== Record excerpts ==

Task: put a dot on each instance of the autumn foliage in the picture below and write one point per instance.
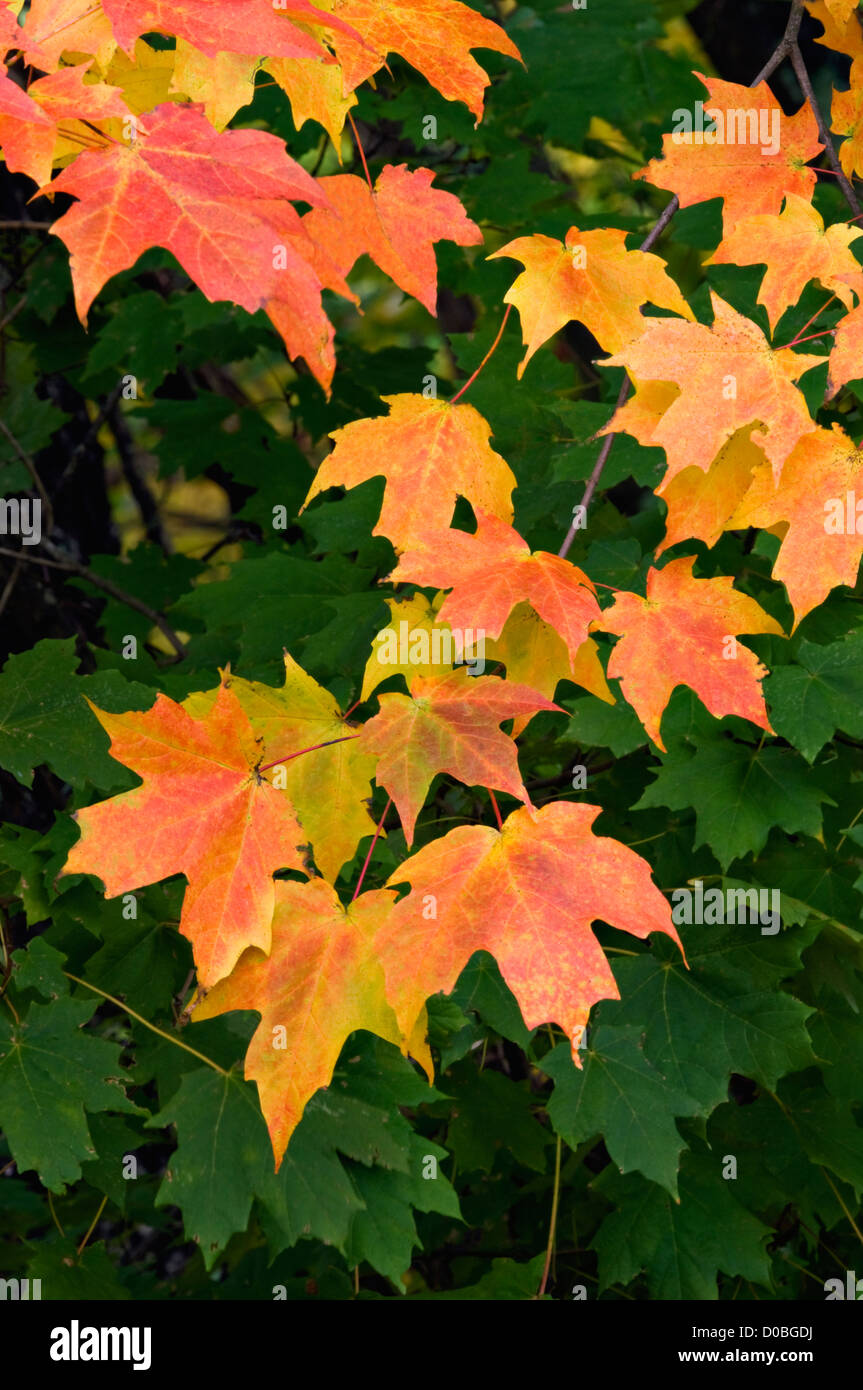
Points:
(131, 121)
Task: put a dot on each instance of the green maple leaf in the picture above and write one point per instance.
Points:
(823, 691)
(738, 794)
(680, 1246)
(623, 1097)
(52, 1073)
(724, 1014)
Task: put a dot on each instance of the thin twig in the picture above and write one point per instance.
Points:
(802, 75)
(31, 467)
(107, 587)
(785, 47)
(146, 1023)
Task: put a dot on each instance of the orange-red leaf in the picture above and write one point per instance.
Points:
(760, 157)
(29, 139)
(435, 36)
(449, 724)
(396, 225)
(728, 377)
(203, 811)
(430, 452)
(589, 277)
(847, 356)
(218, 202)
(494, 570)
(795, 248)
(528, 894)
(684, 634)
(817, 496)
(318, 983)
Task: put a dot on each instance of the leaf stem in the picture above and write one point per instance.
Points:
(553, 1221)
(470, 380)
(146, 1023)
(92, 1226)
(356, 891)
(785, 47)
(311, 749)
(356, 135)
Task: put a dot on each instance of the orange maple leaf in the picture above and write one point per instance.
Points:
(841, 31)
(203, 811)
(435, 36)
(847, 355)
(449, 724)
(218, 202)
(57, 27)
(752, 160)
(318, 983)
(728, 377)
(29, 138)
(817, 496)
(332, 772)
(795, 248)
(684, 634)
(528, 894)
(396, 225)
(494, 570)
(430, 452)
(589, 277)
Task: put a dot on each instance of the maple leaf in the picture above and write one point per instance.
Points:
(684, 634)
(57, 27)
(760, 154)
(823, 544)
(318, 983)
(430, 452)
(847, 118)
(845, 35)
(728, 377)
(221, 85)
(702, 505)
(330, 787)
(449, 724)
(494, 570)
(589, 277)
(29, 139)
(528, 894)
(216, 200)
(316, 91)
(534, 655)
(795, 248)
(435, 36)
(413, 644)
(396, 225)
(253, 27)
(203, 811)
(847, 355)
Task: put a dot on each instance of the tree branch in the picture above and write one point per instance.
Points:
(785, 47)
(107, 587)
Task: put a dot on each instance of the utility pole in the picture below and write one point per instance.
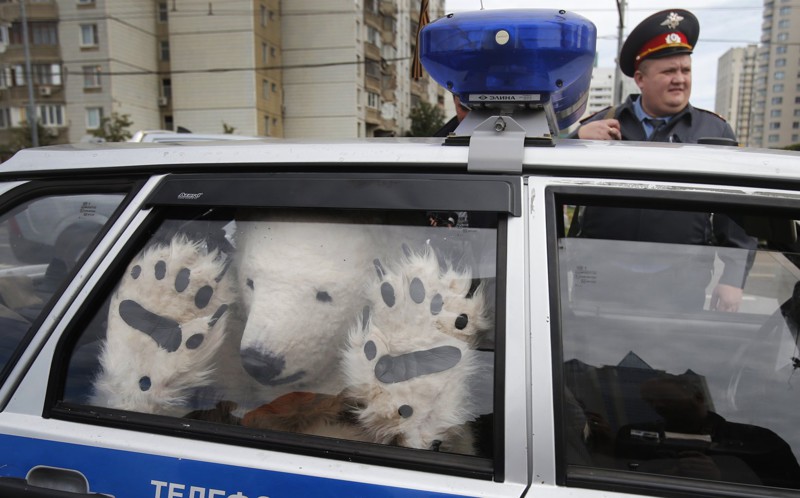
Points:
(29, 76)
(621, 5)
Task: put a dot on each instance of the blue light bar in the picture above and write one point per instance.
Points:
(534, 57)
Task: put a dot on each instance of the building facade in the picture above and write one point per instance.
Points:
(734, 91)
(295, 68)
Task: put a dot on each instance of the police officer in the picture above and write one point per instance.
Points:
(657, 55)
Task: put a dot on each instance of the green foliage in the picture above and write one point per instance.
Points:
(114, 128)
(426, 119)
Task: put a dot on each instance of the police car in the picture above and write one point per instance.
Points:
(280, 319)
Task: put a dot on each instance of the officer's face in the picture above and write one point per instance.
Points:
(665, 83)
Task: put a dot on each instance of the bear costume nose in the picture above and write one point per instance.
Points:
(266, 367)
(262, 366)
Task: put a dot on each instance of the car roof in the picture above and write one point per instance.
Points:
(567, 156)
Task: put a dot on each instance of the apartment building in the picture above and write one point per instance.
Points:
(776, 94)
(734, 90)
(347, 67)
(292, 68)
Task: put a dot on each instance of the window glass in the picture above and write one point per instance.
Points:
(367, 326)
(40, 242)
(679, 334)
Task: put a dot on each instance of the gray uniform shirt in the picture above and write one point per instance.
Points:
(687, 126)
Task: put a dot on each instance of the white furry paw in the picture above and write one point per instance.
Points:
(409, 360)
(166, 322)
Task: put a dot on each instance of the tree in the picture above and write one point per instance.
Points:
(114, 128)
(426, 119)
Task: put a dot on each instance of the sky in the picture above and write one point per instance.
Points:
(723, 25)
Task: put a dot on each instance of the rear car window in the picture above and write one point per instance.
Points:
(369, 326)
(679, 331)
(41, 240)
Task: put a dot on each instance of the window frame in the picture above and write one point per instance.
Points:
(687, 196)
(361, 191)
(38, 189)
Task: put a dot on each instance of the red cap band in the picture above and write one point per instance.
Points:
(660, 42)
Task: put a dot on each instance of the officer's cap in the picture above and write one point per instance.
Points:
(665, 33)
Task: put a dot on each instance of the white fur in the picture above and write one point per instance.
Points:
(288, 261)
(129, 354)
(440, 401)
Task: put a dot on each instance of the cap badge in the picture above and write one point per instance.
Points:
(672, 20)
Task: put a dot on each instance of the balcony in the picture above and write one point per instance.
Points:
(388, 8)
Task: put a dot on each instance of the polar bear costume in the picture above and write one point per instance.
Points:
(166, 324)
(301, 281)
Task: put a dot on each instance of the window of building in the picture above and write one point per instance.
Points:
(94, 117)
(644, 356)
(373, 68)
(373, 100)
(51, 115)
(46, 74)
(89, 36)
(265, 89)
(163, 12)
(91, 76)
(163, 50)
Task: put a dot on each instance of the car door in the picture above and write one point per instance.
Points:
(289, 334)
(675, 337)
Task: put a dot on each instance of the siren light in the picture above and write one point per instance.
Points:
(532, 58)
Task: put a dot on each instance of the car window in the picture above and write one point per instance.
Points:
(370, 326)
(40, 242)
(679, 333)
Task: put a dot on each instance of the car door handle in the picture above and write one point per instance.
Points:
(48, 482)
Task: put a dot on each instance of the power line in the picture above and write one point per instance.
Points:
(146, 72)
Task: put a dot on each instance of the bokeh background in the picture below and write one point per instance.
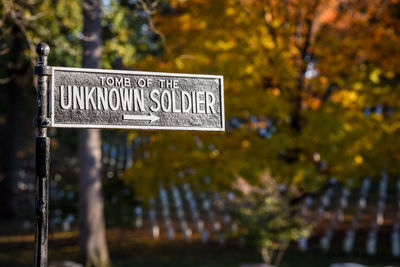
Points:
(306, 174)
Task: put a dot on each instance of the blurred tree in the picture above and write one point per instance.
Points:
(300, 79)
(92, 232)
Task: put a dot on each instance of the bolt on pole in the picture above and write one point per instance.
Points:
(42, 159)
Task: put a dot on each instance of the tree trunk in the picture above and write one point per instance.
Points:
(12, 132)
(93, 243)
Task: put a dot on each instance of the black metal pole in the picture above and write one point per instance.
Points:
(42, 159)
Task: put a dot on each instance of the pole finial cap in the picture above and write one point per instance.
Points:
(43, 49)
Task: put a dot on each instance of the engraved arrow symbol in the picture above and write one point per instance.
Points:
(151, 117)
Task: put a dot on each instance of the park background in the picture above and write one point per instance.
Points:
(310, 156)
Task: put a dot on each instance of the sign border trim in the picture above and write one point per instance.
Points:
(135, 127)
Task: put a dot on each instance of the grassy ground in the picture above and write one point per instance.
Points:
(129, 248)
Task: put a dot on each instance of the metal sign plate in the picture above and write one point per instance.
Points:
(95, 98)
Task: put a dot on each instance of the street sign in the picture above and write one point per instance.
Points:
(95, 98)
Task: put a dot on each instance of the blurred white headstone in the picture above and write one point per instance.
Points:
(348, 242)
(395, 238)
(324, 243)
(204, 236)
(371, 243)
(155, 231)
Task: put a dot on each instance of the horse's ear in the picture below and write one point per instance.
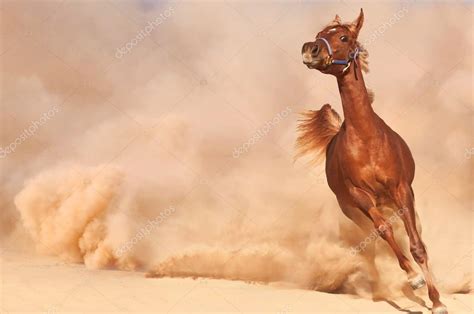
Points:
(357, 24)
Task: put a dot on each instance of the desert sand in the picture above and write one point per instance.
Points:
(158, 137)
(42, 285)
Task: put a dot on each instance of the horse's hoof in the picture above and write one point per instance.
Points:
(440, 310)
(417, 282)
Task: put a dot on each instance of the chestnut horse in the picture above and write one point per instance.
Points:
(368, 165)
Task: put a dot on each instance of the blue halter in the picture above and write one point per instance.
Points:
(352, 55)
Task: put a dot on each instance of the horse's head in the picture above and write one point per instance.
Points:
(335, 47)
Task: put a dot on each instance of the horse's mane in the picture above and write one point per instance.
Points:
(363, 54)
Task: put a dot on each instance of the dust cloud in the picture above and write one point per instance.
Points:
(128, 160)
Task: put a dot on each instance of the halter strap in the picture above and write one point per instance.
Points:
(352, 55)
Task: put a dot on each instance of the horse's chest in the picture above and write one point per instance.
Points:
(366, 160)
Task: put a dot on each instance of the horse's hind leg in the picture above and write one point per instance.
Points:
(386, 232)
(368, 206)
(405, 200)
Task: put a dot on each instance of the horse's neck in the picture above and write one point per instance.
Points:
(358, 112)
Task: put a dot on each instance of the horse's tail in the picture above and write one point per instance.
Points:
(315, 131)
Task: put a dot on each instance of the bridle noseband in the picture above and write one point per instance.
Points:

===

## Exercise prompt
When a line of the data holds the string "halter", pick it out and copy it.

## Response to this exercise
Task: put a dot on each instance of the blue halter in the picture above and write one point per instance.
Task: put a dot on each instance of the halter strap in the picture above and write one point per instance.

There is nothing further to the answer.